WRITTEN PROBLEM – The required output consists solely of the lines from the line containing "orange mushroom cap" through the end of the records, copied exactly.

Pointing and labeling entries
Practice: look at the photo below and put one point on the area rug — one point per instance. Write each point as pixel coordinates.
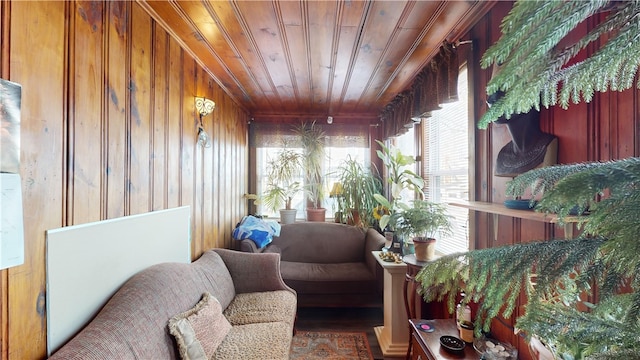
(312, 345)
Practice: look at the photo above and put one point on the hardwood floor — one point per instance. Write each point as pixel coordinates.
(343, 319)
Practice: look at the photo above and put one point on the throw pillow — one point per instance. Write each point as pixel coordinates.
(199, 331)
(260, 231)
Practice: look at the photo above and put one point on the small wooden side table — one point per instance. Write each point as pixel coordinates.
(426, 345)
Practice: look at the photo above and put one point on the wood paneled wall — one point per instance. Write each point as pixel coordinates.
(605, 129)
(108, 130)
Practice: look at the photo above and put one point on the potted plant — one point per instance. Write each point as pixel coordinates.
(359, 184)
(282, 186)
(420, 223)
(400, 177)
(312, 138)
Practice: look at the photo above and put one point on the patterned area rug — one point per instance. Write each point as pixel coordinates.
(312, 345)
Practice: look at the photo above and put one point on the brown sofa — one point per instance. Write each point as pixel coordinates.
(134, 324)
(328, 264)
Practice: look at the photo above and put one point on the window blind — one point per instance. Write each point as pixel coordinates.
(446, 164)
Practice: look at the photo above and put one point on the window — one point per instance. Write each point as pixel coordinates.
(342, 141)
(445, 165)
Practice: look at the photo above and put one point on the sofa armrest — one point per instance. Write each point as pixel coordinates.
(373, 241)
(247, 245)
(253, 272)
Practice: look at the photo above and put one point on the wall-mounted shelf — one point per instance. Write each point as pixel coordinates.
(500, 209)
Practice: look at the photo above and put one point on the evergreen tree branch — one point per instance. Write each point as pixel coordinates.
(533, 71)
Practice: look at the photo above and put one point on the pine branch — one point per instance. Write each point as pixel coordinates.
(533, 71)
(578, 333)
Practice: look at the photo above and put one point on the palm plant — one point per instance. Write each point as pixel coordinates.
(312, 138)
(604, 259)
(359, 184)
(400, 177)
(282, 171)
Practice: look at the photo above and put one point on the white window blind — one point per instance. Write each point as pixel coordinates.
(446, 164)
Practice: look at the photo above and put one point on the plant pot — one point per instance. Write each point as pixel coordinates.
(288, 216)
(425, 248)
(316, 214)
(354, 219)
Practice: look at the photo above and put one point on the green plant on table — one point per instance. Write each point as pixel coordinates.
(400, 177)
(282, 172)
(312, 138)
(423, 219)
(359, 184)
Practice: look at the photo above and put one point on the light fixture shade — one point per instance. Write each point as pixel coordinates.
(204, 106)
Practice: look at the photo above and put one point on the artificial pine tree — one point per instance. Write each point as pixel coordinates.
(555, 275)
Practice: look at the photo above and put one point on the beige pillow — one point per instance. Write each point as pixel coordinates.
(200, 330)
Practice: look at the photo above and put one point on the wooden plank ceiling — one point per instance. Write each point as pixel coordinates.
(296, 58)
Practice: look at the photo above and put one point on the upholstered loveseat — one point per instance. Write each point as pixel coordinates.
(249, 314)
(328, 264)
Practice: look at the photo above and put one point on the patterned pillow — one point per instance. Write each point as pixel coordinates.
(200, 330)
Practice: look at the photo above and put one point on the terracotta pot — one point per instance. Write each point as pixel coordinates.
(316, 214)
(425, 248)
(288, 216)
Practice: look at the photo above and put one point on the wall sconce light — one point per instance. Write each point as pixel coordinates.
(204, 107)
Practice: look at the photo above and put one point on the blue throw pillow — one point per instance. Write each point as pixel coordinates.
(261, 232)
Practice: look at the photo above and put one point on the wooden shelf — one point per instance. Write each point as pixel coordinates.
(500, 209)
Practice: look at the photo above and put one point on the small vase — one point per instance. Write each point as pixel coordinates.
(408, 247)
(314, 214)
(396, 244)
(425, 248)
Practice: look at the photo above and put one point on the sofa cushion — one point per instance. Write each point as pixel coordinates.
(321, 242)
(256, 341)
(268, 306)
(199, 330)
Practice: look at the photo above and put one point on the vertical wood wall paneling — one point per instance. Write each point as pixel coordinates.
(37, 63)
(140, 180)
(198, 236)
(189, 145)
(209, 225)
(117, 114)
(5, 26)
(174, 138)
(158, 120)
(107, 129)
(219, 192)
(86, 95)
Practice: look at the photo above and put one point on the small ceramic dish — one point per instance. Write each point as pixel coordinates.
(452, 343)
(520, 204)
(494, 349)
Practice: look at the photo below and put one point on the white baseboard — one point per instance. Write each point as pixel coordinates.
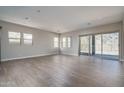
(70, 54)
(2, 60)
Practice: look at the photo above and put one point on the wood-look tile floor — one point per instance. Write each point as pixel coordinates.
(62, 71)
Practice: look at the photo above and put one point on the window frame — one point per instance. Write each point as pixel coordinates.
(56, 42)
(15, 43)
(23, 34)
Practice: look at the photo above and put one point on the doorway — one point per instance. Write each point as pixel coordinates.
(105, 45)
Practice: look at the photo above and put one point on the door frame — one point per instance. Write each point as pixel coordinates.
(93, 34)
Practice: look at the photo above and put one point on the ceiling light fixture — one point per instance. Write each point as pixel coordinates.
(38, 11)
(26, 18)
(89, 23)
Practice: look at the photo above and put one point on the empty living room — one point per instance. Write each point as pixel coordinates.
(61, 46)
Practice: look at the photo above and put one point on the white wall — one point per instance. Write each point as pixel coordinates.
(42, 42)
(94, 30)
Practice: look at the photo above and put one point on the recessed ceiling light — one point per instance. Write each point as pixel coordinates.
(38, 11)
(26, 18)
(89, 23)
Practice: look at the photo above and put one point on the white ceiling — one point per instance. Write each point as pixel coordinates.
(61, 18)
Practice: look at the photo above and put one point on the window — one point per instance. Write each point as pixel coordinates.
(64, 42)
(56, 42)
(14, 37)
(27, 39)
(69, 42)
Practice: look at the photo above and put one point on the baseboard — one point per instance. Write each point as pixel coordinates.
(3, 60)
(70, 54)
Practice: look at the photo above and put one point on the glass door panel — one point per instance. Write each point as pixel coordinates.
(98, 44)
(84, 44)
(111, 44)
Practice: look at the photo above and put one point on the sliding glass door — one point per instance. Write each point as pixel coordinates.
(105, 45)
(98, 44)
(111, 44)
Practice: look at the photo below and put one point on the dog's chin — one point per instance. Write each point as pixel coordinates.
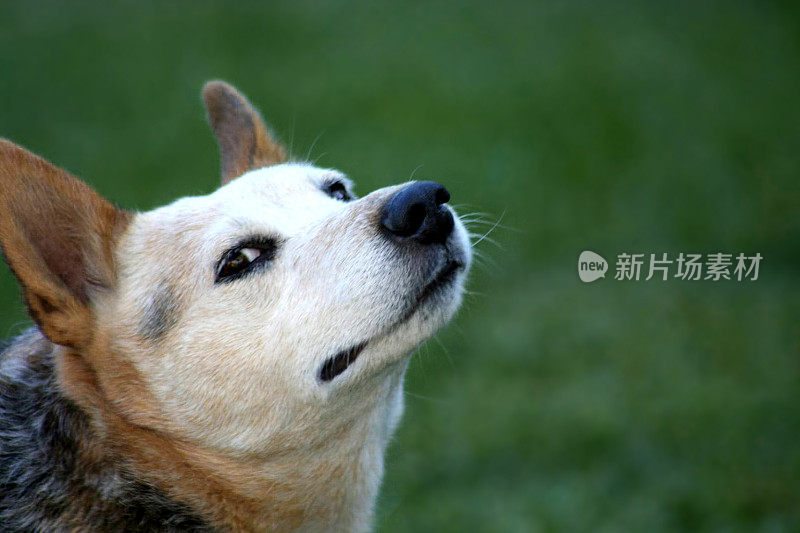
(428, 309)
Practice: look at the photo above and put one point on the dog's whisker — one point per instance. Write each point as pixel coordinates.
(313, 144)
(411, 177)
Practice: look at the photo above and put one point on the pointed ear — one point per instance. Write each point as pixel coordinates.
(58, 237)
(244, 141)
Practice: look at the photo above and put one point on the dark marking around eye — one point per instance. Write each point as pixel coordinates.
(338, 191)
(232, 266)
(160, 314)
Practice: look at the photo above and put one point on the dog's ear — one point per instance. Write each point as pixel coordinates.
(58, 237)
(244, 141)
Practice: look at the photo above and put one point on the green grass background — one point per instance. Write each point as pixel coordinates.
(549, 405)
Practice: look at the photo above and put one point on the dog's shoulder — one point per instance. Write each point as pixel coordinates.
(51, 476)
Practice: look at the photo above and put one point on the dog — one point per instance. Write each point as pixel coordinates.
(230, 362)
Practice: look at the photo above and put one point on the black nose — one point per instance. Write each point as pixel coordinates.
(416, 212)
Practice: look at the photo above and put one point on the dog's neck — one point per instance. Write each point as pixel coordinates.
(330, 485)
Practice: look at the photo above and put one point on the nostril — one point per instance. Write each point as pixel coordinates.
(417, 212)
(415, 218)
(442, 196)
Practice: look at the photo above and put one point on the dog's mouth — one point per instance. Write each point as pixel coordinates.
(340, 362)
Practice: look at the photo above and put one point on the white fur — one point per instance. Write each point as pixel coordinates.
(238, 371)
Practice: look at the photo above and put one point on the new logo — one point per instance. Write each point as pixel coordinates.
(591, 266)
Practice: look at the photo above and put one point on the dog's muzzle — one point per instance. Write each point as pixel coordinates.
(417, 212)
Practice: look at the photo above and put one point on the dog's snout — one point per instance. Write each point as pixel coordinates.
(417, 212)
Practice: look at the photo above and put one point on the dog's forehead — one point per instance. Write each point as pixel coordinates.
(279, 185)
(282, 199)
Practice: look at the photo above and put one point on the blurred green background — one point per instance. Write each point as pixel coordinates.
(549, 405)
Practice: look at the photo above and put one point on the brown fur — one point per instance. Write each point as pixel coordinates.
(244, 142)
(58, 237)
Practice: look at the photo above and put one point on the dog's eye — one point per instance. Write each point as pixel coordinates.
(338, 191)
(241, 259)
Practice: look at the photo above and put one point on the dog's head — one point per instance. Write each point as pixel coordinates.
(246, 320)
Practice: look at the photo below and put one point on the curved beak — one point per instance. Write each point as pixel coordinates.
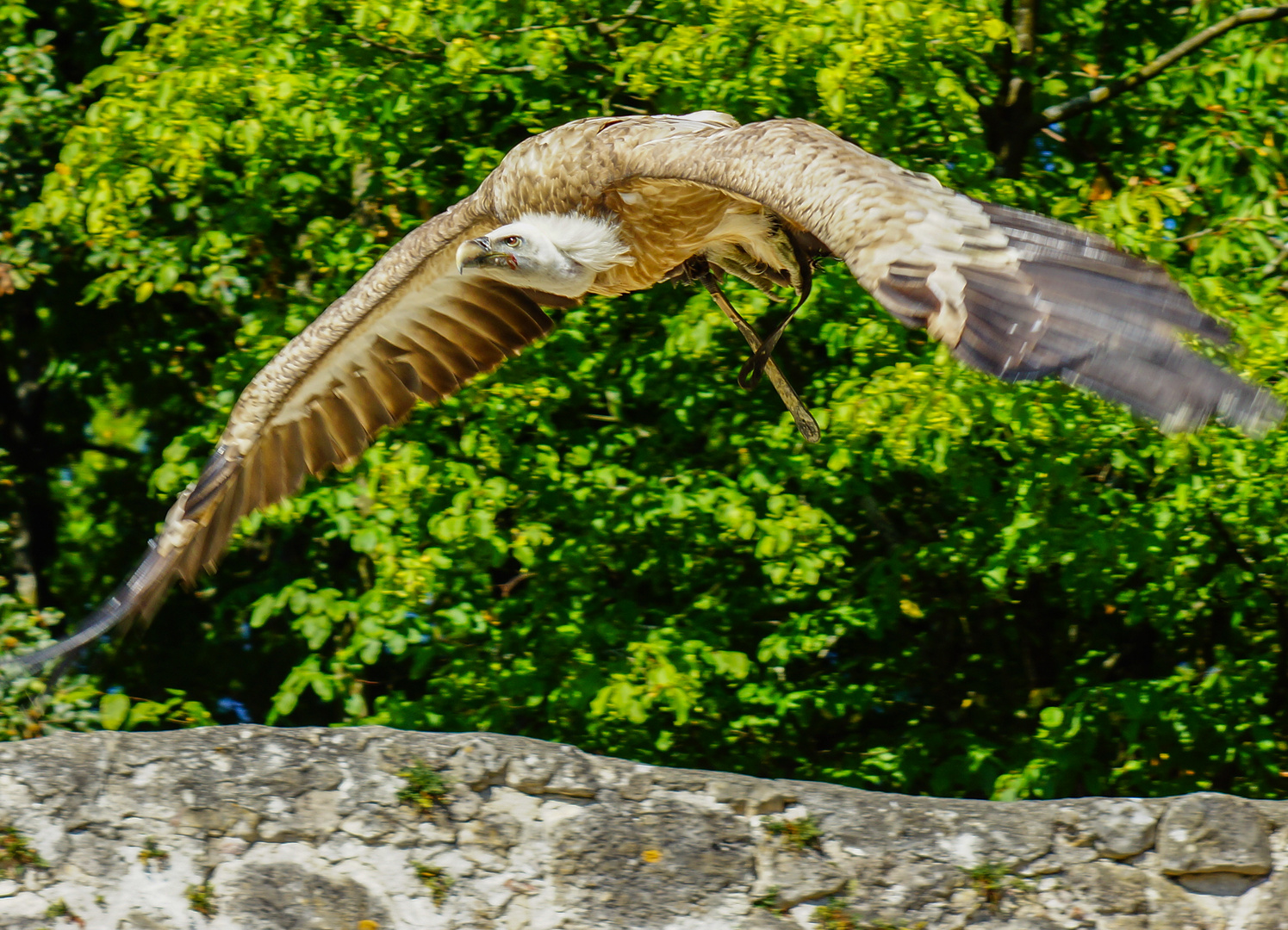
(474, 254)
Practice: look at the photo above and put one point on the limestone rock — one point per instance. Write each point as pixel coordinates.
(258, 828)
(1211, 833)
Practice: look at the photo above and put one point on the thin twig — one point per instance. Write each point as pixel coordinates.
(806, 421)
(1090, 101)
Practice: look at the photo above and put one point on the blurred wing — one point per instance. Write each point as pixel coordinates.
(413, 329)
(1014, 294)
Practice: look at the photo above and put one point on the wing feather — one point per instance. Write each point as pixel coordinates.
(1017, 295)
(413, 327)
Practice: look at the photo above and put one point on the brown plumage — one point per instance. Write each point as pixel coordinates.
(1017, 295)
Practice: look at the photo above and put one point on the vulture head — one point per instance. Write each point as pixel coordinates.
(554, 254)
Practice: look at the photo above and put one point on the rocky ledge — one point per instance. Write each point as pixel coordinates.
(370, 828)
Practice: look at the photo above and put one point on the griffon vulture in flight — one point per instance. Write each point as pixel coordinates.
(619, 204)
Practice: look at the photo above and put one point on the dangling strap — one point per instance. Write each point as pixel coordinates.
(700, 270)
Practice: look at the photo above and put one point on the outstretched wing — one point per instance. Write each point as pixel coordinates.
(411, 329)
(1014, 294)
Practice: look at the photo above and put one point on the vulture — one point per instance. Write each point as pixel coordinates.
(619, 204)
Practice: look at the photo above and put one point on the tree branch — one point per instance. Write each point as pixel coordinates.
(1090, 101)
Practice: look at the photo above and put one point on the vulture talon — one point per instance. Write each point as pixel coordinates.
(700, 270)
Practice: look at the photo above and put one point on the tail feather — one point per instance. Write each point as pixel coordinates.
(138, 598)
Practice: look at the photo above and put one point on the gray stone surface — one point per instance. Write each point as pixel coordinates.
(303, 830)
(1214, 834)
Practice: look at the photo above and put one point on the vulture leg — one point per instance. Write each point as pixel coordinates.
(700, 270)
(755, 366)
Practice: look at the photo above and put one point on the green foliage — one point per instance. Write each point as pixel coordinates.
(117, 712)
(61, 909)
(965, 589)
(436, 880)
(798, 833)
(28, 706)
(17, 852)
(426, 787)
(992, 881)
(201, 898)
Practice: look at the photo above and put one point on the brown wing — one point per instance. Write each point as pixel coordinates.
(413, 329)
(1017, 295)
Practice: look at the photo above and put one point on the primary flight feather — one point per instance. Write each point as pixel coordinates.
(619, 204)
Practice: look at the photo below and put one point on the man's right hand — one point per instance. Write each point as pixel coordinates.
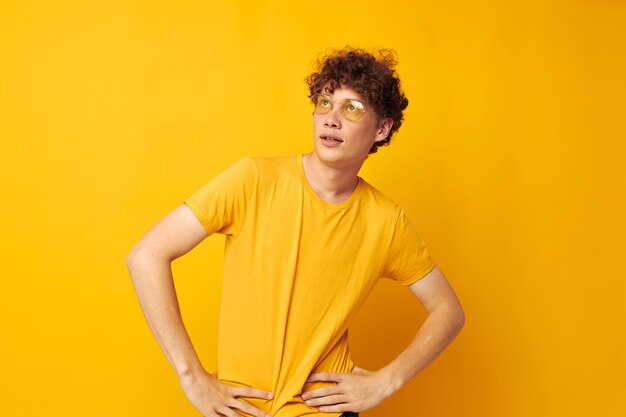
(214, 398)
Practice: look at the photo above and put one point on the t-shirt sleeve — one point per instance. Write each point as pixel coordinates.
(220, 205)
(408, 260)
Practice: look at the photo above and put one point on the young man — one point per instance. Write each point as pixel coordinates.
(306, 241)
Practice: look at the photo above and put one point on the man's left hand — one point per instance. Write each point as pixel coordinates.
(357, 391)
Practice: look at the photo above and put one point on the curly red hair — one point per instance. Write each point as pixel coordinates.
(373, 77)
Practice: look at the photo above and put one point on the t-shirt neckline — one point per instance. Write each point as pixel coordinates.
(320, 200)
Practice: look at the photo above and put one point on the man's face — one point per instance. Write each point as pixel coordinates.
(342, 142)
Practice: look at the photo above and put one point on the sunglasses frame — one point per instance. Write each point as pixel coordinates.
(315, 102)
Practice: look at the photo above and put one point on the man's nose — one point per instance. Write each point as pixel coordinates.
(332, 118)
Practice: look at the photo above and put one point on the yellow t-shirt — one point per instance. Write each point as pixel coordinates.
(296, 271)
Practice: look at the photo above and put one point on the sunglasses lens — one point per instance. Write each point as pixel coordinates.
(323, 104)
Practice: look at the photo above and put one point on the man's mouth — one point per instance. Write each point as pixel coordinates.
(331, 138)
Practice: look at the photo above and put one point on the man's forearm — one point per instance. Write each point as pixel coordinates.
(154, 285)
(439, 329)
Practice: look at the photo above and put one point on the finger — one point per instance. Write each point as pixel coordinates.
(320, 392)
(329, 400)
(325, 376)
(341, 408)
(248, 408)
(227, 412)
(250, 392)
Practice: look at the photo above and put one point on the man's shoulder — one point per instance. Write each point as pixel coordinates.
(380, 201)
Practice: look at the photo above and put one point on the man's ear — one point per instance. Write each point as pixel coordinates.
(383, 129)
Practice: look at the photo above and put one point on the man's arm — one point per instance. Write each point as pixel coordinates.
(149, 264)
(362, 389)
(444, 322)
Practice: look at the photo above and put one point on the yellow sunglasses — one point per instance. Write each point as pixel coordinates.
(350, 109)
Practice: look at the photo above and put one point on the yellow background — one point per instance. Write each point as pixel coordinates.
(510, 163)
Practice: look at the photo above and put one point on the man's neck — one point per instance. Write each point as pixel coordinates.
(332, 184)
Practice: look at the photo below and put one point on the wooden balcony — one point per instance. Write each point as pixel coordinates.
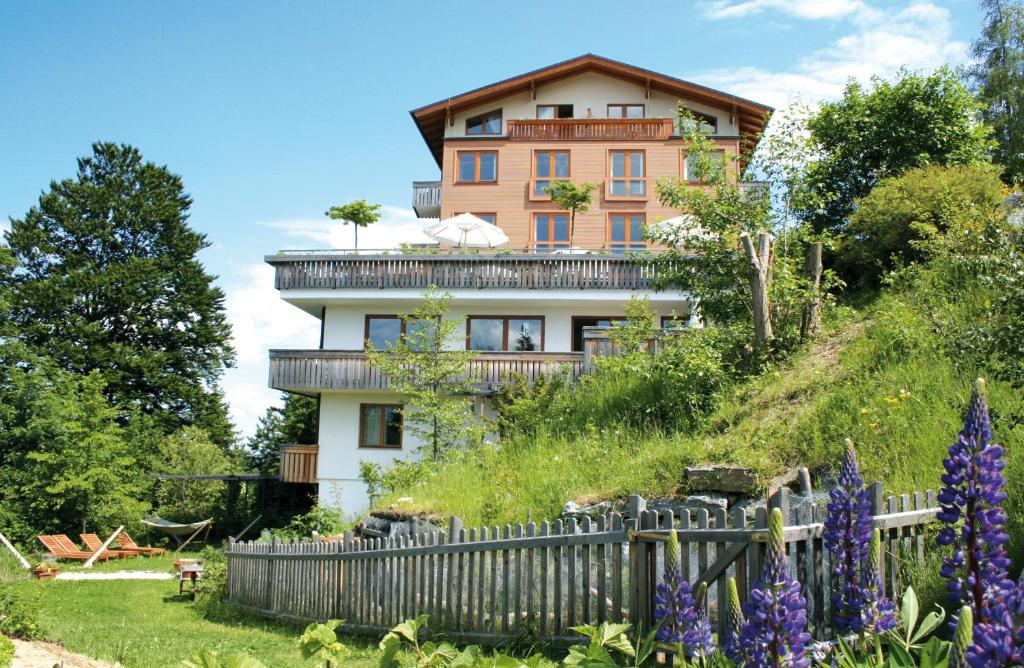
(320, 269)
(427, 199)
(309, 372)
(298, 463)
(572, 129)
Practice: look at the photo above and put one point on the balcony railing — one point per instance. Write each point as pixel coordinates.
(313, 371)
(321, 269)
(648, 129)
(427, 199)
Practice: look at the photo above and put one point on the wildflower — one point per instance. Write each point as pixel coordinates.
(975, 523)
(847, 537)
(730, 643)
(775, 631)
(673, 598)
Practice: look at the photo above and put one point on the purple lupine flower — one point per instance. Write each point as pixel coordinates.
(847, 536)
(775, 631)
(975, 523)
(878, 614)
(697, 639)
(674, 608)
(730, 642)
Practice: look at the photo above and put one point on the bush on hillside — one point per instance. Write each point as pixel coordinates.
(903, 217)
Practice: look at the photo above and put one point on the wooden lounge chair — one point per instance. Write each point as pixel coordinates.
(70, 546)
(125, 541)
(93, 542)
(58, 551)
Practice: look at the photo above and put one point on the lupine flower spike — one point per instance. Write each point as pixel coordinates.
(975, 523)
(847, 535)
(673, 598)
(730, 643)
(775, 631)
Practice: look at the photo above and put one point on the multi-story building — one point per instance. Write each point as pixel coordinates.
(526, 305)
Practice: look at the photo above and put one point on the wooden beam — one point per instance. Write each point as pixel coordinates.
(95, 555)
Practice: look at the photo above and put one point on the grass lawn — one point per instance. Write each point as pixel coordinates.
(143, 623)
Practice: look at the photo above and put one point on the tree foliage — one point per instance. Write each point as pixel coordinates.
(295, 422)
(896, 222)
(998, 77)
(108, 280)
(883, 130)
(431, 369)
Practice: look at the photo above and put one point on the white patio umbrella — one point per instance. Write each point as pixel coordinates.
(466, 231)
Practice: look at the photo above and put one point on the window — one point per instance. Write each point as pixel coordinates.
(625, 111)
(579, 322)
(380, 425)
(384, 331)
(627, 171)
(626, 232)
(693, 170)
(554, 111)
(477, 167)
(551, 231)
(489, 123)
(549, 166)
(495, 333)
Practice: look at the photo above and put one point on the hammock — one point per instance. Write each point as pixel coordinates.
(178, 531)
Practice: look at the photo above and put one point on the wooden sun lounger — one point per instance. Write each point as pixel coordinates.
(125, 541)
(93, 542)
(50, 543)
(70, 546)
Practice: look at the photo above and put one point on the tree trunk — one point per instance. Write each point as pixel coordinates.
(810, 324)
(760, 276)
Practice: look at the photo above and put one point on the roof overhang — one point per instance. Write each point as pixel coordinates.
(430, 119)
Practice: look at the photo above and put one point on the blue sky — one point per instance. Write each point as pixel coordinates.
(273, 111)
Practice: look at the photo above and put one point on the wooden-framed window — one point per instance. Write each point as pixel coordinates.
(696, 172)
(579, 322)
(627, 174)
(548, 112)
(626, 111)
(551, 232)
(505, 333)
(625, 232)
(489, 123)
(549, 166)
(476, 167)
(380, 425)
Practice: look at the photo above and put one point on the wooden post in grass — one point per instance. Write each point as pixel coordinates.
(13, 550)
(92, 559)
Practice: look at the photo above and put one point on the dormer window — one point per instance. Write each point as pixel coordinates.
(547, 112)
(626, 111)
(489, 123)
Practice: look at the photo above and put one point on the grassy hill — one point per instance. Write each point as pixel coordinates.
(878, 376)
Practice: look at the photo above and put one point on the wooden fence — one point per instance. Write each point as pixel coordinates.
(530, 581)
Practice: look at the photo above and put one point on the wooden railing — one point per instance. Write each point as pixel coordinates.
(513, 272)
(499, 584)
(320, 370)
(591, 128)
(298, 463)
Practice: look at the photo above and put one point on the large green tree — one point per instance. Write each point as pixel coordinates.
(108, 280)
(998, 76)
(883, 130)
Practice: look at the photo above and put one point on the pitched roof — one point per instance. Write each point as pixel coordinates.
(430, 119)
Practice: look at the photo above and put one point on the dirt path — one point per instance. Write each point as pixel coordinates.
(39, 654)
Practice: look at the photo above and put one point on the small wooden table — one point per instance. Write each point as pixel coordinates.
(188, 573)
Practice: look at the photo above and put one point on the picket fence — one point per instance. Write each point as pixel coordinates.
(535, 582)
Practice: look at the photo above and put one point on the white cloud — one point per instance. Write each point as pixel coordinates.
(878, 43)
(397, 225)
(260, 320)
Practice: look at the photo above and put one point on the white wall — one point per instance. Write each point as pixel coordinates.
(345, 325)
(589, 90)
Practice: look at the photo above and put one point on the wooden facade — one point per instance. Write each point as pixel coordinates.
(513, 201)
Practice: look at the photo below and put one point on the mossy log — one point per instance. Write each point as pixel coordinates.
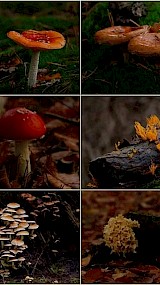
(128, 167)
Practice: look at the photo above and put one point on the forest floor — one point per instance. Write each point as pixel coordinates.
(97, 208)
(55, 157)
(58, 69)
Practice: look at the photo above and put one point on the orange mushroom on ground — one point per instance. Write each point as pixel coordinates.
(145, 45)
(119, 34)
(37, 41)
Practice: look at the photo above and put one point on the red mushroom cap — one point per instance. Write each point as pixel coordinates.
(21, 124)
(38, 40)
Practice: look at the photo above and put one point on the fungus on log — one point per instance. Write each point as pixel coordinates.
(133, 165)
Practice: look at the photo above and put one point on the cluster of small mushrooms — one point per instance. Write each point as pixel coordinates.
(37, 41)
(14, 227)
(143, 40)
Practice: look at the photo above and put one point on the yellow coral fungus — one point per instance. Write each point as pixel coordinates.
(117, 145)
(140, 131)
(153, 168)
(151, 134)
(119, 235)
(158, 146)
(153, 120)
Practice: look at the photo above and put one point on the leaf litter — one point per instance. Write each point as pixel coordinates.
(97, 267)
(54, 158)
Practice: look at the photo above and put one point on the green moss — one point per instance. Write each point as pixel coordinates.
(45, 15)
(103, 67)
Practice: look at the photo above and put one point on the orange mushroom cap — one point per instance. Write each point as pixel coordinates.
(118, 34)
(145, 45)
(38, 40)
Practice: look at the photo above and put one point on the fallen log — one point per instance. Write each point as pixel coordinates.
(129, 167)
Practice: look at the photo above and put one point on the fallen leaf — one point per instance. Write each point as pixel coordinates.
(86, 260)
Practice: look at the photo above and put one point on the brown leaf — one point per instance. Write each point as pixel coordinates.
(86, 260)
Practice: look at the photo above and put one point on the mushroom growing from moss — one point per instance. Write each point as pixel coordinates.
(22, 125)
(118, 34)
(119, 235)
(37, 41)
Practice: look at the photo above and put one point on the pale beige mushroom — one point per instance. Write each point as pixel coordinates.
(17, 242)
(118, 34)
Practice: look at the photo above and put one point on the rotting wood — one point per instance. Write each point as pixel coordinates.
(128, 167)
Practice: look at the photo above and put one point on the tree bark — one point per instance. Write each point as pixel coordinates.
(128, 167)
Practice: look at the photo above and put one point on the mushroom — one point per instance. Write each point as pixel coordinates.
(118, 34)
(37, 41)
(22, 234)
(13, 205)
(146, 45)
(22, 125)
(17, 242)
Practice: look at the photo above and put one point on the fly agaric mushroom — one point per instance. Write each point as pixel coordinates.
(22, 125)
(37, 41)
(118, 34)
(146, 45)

SOLUTION TO THE EXERCISE –
Practice: look at the photo above and put one point on the orange mushroom cap — one point per instance. Write each point as pixel coordinates.
(118, 34)
(145, 45)
(38, 40)
Practice: look at the photo above and put one point on the fallen log — one point per instance. Write each point as pixel coordinates.
(129, 167)
Practice: look at the photo above and put one point on the fallen leaf — one point per instance. Write each point as pixel coordinates.
(86, 260)
Practice: look at the photo above and put one point on the brown leaf — one point per instance. Write each point as pixel coordinates.
(86, 260)
Practice: look at the photo above and put one point on the mushroom growing from moss — one point per instance. Write each point as pixel coordinates.
(22, 125)
(118, 34)
(119, 235)
(37, 41)
Practice: look at the photo above and put one point on the pale beige mushroom — one point per instance. Write each point as pixel coordinates.
(17, 242)
(118, 34)
Practice: look at the photo above and put one point on the rotting wood — one point per instance. Write each point as pixel coordinates.
(128, 167)
Practice: look at the photo above and put one point on the tree bark — one point per instance. Write each point as pixel coordinates.
(128, 167)
Practice: look at the photo above and put one point on the mushroom — one point per instance. Write each point as pixel coordinates.
(118, 34)
(37, 41)
(22, 234)
(13, 205)
(146, 45)
(22, 125)
(17, 242)
Practice: look at the photo above and put one point on the fly agaric mushroom — one point per instance. Write each point as pixel coordinates.
(22, 125)
(37, 41)
(118, 34)
(146, 45)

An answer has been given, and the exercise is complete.